> [WHAT YOU HAVE TO DO]
Pick out and copy every line below that has the word "maple".

(Extracted records)
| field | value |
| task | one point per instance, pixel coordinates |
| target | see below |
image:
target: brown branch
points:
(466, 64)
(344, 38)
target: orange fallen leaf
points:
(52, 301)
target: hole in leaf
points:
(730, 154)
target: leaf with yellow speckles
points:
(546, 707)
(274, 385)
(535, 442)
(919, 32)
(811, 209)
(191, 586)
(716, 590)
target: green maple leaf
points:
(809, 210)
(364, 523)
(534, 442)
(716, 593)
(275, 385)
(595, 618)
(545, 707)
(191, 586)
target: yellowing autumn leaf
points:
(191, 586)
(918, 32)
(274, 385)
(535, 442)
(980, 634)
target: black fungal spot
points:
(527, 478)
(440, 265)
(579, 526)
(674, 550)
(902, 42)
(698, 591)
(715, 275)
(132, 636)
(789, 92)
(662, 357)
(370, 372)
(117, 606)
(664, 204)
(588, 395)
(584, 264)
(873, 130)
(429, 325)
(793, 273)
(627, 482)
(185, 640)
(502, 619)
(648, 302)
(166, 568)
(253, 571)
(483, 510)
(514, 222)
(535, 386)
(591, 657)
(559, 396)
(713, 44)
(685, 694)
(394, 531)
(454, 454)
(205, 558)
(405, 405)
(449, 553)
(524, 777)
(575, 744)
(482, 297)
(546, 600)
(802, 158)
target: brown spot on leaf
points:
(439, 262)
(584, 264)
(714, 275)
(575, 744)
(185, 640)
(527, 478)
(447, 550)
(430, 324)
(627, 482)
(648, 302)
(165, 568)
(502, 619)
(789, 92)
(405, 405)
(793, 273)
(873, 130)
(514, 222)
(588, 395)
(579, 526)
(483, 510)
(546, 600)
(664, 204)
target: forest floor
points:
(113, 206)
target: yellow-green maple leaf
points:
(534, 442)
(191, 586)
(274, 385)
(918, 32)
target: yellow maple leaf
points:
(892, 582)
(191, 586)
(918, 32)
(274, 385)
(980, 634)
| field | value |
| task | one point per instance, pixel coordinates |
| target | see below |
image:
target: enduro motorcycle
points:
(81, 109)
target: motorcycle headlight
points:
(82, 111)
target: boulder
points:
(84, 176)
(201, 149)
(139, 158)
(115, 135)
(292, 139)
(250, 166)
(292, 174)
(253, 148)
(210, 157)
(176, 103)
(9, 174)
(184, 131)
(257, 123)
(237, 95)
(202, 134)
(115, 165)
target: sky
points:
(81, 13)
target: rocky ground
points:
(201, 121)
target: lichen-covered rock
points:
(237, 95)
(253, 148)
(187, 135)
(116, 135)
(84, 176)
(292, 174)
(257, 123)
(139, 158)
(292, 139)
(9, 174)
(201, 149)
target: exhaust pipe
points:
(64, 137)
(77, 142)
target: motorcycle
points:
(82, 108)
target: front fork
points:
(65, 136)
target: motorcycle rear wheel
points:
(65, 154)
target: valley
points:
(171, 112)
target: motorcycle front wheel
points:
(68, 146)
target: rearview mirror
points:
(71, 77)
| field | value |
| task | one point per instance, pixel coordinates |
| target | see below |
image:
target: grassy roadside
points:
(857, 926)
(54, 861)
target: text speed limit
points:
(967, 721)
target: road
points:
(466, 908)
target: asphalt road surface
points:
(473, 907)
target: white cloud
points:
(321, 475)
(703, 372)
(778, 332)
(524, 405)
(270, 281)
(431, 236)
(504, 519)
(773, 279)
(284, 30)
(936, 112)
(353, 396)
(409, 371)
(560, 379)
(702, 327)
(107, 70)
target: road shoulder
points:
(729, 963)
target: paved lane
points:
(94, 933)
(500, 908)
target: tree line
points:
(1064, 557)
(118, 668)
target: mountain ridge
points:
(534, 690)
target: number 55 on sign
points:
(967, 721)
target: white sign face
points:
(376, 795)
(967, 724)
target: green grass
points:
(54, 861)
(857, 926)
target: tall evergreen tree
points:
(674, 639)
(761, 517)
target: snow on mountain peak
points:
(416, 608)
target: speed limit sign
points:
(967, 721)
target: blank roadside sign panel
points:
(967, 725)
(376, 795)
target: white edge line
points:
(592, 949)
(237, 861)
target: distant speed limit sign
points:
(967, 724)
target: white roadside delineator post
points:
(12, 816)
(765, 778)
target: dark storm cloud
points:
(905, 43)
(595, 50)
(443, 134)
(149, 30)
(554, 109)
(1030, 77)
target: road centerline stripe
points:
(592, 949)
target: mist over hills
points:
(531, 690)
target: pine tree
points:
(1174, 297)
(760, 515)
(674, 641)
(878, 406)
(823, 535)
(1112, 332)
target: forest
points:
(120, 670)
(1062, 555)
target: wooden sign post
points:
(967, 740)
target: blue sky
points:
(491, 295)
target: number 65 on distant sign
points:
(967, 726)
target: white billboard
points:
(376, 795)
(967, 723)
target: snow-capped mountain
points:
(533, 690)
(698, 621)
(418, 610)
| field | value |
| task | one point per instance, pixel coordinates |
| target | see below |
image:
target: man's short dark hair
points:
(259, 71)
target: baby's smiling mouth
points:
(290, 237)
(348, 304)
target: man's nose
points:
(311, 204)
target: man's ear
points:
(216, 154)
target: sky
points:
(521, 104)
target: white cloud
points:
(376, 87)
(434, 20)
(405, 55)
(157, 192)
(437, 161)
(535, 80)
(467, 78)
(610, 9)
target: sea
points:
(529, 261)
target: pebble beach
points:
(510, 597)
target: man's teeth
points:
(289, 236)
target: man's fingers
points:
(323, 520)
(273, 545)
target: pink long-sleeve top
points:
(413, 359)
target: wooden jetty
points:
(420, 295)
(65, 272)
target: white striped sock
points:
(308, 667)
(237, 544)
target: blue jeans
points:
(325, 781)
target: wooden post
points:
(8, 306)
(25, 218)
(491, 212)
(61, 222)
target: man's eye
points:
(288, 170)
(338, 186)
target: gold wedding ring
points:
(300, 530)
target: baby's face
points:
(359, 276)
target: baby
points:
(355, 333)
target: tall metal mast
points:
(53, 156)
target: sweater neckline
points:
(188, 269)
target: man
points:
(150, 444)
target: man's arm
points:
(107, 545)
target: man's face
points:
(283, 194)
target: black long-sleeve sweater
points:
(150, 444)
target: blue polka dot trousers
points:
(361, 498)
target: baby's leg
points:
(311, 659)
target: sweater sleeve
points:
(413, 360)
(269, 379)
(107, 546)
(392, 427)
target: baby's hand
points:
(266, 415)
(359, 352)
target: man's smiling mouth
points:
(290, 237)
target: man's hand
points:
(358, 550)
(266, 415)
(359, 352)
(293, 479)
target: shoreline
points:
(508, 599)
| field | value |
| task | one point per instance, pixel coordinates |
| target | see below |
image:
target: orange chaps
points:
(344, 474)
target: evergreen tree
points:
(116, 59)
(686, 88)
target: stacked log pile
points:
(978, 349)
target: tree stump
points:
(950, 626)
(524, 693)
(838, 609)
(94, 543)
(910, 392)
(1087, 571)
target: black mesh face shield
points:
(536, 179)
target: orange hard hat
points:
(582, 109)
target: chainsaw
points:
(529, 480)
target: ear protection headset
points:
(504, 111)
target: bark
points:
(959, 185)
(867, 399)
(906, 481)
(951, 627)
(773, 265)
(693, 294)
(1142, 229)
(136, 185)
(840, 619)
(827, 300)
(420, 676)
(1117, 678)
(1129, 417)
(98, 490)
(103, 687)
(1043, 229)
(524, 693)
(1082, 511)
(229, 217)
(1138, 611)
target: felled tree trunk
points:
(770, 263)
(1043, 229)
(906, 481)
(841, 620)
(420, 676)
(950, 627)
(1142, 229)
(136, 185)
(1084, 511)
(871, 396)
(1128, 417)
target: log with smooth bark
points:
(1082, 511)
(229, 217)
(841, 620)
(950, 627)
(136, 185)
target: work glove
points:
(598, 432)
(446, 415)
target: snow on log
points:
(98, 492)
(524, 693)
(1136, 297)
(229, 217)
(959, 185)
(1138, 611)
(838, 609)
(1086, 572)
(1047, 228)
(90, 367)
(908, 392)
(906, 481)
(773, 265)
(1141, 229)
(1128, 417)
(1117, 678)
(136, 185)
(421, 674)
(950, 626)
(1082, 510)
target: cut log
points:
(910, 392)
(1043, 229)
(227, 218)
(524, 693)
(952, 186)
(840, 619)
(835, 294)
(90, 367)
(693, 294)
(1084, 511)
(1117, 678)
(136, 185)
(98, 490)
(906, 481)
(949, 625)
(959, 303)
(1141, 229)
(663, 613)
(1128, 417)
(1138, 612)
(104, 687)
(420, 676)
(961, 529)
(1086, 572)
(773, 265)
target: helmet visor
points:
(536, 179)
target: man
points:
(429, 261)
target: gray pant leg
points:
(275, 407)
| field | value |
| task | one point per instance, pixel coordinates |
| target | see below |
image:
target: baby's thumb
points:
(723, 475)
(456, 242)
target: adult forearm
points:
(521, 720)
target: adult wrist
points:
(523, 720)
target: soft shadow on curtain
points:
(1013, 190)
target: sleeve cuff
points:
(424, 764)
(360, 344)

> [TASK ANSWER]
target: green maple leaf
target: yellow-green maple leaf
target: yellow maple leaf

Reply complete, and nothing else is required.